#### [WHAT YOU SHOULD DO]
All that should appear is the line containing "Does the above image contain any framed" and the lines after it in the records below, each reproduced exactly.

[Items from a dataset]
# # # # #

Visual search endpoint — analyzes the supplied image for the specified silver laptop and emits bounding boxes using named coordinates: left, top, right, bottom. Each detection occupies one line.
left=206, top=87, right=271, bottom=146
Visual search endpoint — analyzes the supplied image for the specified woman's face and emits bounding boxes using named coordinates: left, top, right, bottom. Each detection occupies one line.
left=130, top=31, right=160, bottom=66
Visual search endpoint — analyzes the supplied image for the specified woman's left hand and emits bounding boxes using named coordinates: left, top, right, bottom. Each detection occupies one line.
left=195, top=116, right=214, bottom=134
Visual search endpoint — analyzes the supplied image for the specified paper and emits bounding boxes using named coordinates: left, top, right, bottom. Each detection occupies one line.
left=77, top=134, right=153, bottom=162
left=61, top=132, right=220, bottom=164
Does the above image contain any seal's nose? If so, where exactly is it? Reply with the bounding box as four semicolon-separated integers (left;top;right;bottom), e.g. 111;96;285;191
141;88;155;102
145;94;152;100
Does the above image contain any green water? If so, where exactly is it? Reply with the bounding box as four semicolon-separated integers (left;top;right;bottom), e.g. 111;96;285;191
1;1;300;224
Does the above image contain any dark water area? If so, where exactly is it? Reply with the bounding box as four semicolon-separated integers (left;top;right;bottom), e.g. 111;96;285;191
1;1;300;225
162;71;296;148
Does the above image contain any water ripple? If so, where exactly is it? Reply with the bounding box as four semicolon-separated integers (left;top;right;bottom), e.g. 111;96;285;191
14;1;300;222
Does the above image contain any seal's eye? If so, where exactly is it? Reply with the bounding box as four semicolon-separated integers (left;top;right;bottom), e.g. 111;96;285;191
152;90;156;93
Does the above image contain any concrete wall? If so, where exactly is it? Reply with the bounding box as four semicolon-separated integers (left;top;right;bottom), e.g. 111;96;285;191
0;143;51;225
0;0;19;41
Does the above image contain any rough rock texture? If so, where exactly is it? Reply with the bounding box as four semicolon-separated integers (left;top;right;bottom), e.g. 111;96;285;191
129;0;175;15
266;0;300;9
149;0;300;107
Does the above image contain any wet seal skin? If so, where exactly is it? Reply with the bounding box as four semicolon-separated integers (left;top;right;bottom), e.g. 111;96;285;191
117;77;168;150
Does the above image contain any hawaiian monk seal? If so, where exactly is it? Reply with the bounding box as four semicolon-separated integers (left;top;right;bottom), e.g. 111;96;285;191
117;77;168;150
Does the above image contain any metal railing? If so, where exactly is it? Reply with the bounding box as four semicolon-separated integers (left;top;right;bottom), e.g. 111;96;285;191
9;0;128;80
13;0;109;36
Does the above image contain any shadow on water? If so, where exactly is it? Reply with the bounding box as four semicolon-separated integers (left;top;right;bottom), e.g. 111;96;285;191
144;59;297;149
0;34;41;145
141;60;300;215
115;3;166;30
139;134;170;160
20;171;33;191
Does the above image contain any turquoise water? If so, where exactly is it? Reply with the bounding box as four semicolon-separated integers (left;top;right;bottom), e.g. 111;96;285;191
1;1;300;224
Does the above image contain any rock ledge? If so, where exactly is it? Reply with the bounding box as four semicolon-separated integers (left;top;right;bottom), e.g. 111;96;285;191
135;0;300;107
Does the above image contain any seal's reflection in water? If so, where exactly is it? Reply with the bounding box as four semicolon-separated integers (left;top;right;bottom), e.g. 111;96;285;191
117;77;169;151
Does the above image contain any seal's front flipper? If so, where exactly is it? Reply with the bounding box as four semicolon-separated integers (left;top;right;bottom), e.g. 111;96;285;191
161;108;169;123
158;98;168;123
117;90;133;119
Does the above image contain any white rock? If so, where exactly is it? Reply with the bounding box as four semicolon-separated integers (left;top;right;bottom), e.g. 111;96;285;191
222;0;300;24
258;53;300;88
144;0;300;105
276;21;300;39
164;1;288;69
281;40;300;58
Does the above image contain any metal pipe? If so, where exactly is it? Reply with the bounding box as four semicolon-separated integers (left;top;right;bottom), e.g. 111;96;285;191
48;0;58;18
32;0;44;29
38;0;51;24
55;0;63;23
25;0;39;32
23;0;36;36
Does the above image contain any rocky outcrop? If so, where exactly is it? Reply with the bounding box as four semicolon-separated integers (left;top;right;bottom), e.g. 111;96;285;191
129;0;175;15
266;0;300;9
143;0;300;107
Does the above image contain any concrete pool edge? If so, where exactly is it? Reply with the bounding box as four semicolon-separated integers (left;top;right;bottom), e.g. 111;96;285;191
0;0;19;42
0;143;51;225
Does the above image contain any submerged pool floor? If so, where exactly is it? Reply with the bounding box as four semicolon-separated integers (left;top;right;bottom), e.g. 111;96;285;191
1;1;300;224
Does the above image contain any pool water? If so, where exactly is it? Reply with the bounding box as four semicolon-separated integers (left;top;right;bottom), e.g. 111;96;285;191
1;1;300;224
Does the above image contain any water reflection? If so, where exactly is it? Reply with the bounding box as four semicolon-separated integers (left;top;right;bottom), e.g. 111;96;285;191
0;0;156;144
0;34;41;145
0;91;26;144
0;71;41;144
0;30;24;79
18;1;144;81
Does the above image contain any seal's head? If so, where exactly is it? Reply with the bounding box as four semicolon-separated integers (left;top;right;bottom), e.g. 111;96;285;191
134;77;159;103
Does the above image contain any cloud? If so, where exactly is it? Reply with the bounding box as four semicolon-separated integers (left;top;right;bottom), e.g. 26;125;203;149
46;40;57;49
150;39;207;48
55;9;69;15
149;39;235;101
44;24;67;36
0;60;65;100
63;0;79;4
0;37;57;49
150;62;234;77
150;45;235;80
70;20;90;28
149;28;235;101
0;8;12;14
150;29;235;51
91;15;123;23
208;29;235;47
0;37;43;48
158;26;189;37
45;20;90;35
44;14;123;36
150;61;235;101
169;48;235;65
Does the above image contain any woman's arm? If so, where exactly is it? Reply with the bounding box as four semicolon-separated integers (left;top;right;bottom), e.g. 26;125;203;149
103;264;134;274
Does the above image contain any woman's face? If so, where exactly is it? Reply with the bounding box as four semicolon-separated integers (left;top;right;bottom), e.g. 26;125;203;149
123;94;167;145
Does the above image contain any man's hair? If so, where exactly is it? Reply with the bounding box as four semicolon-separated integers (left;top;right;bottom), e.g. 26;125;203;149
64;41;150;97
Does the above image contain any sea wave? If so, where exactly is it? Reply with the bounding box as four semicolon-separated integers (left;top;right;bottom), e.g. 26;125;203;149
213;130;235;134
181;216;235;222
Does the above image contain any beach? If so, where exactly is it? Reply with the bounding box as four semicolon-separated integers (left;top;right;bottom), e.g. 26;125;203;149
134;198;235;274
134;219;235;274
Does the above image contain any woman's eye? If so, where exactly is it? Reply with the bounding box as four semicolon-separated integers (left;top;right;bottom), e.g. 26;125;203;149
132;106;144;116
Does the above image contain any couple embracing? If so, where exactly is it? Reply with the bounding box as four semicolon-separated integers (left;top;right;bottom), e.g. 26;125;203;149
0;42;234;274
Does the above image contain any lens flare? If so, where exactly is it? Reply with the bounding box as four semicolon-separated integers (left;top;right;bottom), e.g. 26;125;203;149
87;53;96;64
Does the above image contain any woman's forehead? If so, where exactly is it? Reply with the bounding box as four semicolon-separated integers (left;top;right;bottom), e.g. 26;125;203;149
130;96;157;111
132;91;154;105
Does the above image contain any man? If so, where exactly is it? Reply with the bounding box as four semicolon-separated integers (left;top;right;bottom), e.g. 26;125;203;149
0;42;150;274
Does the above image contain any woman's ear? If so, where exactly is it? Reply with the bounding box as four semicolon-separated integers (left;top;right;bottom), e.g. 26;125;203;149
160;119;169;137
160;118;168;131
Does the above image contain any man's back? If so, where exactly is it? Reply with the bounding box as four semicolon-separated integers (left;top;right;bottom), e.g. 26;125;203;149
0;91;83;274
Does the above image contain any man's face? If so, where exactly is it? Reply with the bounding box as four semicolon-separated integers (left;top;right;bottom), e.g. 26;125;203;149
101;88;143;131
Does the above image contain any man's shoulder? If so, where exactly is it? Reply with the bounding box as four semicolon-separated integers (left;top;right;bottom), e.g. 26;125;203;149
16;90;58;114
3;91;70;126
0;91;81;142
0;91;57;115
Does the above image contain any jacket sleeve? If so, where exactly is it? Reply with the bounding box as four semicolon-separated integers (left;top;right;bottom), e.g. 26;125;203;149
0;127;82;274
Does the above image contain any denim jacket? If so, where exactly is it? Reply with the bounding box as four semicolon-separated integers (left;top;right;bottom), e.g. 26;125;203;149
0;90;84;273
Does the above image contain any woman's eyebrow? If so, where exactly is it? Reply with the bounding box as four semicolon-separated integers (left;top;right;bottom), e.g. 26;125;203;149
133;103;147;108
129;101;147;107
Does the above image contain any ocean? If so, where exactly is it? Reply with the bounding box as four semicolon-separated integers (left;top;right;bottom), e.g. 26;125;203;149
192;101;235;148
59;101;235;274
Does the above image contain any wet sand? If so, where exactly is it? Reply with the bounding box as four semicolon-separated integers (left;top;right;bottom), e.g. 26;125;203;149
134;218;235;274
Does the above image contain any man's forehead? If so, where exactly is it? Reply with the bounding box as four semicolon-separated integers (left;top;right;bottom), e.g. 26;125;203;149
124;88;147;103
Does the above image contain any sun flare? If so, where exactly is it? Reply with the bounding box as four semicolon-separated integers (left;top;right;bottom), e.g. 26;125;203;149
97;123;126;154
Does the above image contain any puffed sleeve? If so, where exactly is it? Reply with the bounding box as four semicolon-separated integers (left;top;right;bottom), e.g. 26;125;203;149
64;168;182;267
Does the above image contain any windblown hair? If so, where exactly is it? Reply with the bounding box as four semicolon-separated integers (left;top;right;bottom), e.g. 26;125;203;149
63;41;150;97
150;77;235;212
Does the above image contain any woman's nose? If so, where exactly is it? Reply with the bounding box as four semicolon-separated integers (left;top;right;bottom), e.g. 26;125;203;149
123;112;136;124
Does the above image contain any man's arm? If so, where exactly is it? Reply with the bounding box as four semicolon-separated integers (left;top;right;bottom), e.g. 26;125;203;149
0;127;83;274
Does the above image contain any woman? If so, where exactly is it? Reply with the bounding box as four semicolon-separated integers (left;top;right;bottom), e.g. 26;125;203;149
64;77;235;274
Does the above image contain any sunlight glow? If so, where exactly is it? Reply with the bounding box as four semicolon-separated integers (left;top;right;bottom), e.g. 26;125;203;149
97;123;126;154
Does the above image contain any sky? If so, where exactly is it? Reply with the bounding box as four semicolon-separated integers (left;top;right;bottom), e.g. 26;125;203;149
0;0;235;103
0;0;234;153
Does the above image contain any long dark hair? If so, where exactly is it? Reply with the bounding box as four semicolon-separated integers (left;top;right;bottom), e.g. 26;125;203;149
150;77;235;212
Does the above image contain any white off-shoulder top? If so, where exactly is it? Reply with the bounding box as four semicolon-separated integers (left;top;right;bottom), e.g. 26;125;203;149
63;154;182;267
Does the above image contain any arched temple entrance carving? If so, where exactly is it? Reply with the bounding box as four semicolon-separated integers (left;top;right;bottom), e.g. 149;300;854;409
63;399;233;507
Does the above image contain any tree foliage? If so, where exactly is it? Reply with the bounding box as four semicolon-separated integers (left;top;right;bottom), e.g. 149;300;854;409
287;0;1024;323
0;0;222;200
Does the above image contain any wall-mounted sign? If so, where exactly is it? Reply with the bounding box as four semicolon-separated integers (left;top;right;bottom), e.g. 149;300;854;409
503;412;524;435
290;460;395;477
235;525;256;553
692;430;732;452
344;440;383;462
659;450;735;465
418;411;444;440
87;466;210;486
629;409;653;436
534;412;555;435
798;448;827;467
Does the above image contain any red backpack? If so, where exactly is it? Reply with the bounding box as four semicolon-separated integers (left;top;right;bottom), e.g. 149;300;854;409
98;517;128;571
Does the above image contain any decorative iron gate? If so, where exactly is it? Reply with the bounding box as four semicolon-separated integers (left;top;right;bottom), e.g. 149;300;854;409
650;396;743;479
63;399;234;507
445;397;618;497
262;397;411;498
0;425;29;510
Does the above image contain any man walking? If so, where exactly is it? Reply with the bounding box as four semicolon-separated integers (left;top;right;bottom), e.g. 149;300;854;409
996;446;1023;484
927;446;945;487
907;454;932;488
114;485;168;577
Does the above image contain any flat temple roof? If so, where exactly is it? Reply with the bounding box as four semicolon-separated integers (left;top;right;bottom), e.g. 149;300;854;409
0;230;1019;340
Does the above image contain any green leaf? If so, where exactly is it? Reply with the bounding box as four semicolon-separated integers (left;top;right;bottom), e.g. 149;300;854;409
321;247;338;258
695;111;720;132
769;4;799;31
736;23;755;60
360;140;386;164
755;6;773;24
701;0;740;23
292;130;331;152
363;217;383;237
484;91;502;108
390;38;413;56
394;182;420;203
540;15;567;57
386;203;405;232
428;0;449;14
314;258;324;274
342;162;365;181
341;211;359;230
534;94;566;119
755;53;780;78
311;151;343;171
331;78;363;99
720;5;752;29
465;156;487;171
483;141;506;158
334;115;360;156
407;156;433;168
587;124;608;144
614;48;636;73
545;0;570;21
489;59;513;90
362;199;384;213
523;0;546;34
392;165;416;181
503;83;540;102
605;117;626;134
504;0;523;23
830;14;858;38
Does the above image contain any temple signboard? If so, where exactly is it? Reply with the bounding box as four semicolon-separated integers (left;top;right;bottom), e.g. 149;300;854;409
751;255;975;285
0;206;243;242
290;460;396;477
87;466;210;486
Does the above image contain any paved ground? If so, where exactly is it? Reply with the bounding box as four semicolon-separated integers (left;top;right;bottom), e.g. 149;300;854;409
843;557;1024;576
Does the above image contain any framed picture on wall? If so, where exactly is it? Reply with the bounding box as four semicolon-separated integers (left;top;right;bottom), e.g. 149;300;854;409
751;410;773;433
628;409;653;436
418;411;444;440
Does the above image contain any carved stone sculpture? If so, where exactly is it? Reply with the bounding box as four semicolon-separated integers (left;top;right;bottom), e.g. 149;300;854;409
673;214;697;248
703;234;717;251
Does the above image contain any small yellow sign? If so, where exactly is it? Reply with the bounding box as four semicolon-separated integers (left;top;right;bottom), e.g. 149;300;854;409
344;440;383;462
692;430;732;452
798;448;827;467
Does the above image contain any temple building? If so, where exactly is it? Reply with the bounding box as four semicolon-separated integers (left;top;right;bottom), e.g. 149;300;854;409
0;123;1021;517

# # # # #

#### [FINAL ANSWER]
Does the above image contain any framed picture on wall? If so, where exactly is it? Reply with the bounding box as four semicolon-separated integers (left;top;right;bottom), e.g. 149;300;854;409
751;410;773;433
628;409;653;436
418;411;444;440
Does the above image contain any carved stone sculpture? If so, where exactly is it? Reply with the bounding box as four semicolon-separated integers (left;top;right;bottom), e.g. 149;300;854;409
673;214;697;248
703;234;717;251
Does the above image contain any small yellow sign? If so, where exactly is it? Reply with the bounding box as four semicolon-separated integers (left;top;right;bottom), e.g. 149;300;854;409
344;440;383;462
692;430;732;452
798;448;827;467
Does the above image contain any temple building? If so, where exactly is it? Reply with the bounding box as four semicolon-separated integers (left;top;right;bottom), e.g. 149;300;854;409
0;123;1021;517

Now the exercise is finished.